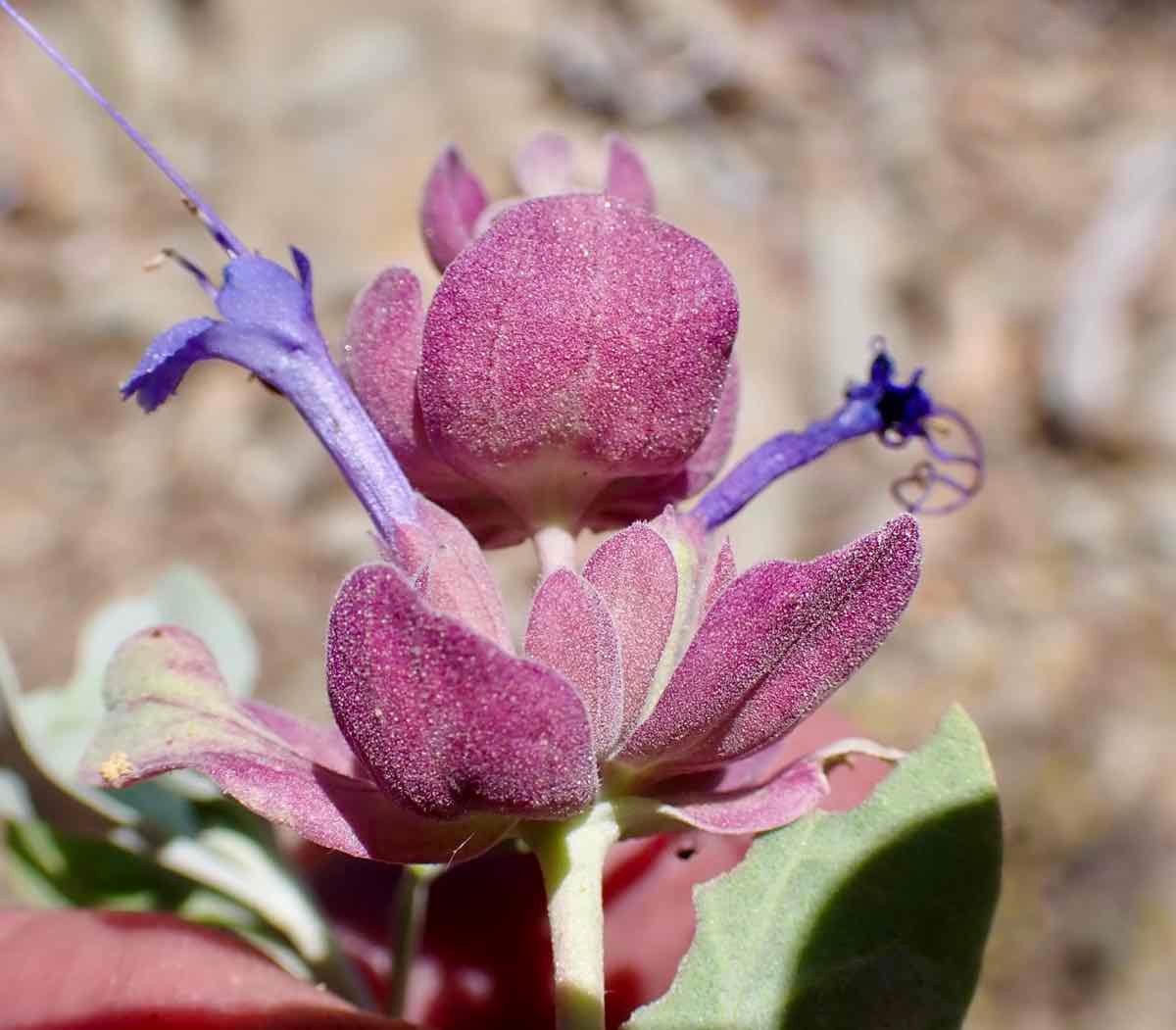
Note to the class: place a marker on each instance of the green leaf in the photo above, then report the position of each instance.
(52, 869)
(56, 723)
(874, 917)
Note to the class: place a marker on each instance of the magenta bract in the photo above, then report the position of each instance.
(457, 208)
(573, 369)
(658, 681)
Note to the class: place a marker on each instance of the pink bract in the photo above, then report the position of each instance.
(573, 369)
(658, 681)
(457, 208)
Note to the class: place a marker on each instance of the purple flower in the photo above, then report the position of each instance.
(895, 413)
(656, 681)
(573, 370)
(457, 208)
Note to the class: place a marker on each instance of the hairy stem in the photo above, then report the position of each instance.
(571, 858)
(407, 930)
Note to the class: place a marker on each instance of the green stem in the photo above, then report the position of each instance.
(571, 858)
(407, 930)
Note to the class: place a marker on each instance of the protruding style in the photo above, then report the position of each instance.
(895, 413)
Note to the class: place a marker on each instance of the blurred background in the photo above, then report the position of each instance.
(989, 183)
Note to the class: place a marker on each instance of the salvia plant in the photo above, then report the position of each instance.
(574, 370)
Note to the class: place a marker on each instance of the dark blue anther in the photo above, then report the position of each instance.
(892, 411)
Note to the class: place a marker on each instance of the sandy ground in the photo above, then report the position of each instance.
(989, 183)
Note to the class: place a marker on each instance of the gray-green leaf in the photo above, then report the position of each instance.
(874, 917)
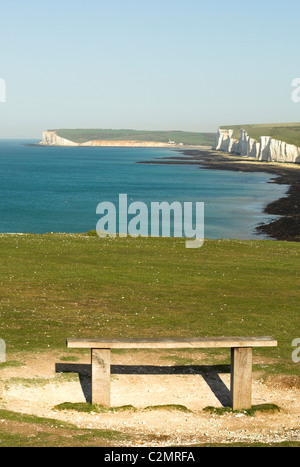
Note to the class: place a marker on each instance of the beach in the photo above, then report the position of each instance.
(287, 226)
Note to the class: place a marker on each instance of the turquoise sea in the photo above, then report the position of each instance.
(57, 189)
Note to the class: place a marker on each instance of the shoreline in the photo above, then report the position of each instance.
(287, 227)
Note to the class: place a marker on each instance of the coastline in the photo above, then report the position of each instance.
(287, 227)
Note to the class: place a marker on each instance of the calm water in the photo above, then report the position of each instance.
(52, 189)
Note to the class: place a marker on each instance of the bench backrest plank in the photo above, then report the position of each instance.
(171, 343)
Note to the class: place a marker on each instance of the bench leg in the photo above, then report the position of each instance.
(241, 378)
(101, 377)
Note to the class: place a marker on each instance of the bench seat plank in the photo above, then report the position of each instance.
(171, 343)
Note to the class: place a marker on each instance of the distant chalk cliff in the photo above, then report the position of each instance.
(267, 149)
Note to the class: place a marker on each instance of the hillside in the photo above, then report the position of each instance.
(178, 137)
(287, 132)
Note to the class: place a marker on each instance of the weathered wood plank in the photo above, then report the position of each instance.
(101, 377)
(241, 378)
(171, 343)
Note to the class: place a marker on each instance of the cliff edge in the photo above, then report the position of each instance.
(267, 149)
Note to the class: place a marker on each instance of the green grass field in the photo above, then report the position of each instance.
(288, 132)
(55, 286)
(184, 137)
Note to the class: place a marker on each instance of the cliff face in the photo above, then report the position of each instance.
(50, 138)
(267, 149)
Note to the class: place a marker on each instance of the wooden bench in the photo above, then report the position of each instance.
(241, 360)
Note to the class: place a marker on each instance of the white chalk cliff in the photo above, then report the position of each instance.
(267, 149)
(50, 138)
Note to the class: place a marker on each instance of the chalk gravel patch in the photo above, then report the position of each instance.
(152, 427)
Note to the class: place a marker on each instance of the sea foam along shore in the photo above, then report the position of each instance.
(287, 226)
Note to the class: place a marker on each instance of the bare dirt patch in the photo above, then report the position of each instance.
(45, 380)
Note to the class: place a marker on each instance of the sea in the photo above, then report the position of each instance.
(57, 189)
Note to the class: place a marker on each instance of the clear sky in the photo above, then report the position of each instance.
(156, 64)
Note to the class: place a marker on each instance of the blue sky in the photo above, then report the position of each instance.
(167, 64)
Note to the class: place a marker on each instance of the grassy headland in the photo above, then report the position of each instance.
(287, 132)
(184, 137)
(55, 286)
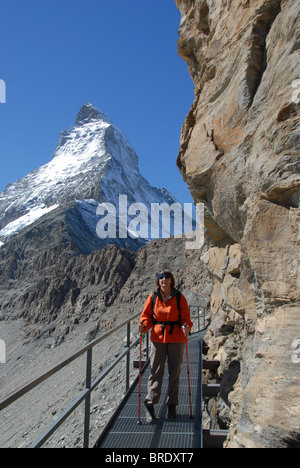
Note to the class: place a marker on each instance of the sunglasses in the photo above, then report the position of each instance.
::::::::::
**What you will do:** Copy out every one of the items above again, word for word, and leave the pictures out.

**Solution to this task:**
Note to the class: place a marker on each instance of the green leaf in the photo above, then report the position of each instance.
(52, 869)
(56, 723)
(874, 917)
Note to the class: place a marker on each instance of the magenta bract in the photo above, then report the position of each instance.
(457, 208)
(573, 369)
(658, 681)
Note to the class: place a marker on each instance of the pink bract in the photo above, then report the position of each instance.
(573, 369)
(658, 681)
(457, 208)
Note to the class: place a marker on each instance of the purple flower in the photo above, then report the position of each instance.
(895, 413)
(656, 681)
(573, 370)
(457, 208)
Note to the class: place a marker on each instance of the hairy stem in the photo above, then report the position of each instance.
(571, 858)
(407, 930)
Note to the class: place a marker on each instance of the green stem in the photo above, then report the position of each instance.
(571, 858)
(407, 930)
Note to the class: place a marker on each instance of the protruding style in the photo above, then report the position of each instance.
(895, 413)
Note to the class: place a marker on each instance of the blurred background in the photo above, then report the position of each instance.
(989, 183)
Note to the class: place a marker on each instance of the salvia plant in the photo above, then report the position of each instance.
(574, 370)
Note to the class: place a marker on each instance of the dark blue anther in the photo above, then report the position of each instance.
(892, 411)
Note to the class: place a marker on each instance of the sandy ground in the photo above, then report the position of each instance.
(989, 183)
Note to the class: place a marker on each instance of the gray-green leaf in the photo above, then report the position of each instance.
(874, 917)
Note to the class: place a marker on each instance of the beach in the photo above, then report the position of each instance.
(287, 226)
Note to the class: place a marker on each instance of the turquoise sea in the photo above, then report the position of each instance.
(57, 189)
Note to the class: place a marker on each instance of the shoreline in the photo above, then report the position of each instance.
(287, 227)
Note to the class: place a marker on each instance of the coastline in the photo above, then report the position of each instance.
(287, 227)
Note to the class: place a marker on each instance of the calm water in the photo above, then report the position of each instance.
(52, 189)
Note to the class: place a marker on each instance of the bench backrest plank in the photo above, then report the position of each instance.
(171, 343)
Note to the class: place a marker on each instance of the bench leg in the photo above, then report the position of each instance.
(241, 378)
(101, 377)
Note to the class: place a marker on each instance of the bench seat plank in the photo above, then report the position of each instance.
(171, 343)
Note to the class: place a marker on each instance of the distant chalk cliff in the photo above, then report the position of each instance.
(267, 149)
Note to the class: place a marker on each instance of the hillside in the photo above, then report the position of each instance.
(178, 137)
(287, 132)
Note to the class: place a marker on each instance of the weathered wood plank in the photo above, then report the position of each instance.
(101, 377)
(241, 378)
(171, 343)
Note to the class: place a marker on each instance of the cliff edge in the photo above, then report the position of each instance.
(267, 149)
Note to the class: place a marker on each instance of the green grass field in the photo above, then report the position of each instance.
(288, 132)
(55, 286)
(184, 137)
Note to the class: place a marker on each instance of the cliff face in the photo above, then report the position of each instance.
(50, 138)
(267, 149)
Note to the class: place a marker on each instance of the wooden bench in the photo above, then report the position of each instance.
(241, 360)
Note to the class: place a marker on each instance of the white chalk cliff in the photo above, then report the position of each instance.
(267, 149)
(50, 138)
Note to the class: place a marker on each instance of the chalk gravel patch in the photo above, then report the position of each instance.
(152, 427)
Note to the class: place a marker on each instance of the sea foam along shore in the photo above, then report the position of each instance.
(287, 226)
Note to the class: place a marker on each instance of the bare dirt patch in the photo above, then report the position of each instance.
(45, 380)
Note to the class: place a marker on each instance of the sea in the photo above, then report the position of each instance.
(57, 189)
Note to the class: place a marker on each instance of the clear sky in the photo above, then report the position of each instance.
(156, 64)
Note to the class: place a marker on each instance of the blue sky in the photo above, then report the position of each instance.
(167, 64)
Note to the class: place a marker on each instance of the grassy headland in the photo above, then report the position of each instance.
(287, 132)
(184, 137)
(55, 286)
Note to the class: place a marker on each instance of the sunglasses in the photo above, then report the position of each instance.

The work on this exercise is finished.